* **TASK STATEMENT**
Reproduce the entries word for word, starting at the line with "outline --target=starry sky" and continuing through the end of the entries.

··· RECORD EXTRACTS

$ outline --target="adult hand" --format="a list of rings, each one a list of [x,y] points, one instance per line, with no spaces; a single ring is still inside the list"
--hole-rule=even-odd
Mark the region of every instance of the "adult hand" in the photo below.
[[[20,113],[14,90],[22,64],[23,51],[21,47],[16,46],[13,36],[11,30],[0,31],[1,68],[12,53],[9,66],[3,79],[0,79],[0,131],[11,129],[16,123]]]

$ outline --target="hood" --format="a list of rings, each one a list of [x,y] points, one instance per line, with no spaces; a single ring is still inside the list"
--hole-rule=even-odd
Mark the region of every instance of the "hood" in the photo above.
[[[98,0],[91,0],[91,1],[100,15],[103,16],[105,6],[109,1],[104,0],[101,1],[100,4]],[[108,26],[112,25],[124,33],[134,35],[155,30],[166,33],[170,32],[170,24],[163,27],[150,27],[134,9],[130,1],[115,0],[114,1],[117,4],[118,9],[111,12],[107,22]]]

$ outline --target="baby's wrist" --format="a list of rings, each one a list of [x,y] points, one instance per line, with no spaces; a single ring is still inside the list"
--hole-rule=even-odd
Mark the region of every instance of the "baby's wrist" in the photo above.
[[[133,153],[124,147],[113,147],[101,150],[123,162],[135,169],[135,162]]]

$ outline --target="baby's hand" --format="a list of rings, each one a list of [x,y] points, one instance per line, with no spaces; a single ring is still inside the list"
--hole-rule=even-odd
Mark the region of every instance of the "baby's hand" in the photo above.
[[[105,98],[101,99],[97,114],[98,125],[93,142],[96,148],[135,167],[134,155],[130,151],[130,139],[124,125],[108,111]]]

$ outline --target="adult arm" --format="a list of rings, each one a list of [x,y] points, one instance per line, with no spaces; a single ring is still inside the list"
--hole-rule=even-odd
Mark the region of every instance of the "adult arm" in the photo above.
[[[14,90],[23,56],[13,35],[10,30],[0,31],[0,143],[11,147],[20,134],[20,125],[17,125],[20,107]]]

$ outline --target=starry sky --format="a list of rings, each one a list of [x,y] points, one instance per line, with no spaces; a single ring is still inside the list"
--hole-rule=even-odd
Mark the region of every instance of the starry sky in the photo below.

······

* **WRITTEN RESPONSE**
$ outline --target=starry sky --format="a list of rings, each one a list of [x,y] points, one instance per line, with no spaces; a single ring is still inside the list"
--hole-rule=even-odd
Mark the region of every instance of the starry sky in the photo below.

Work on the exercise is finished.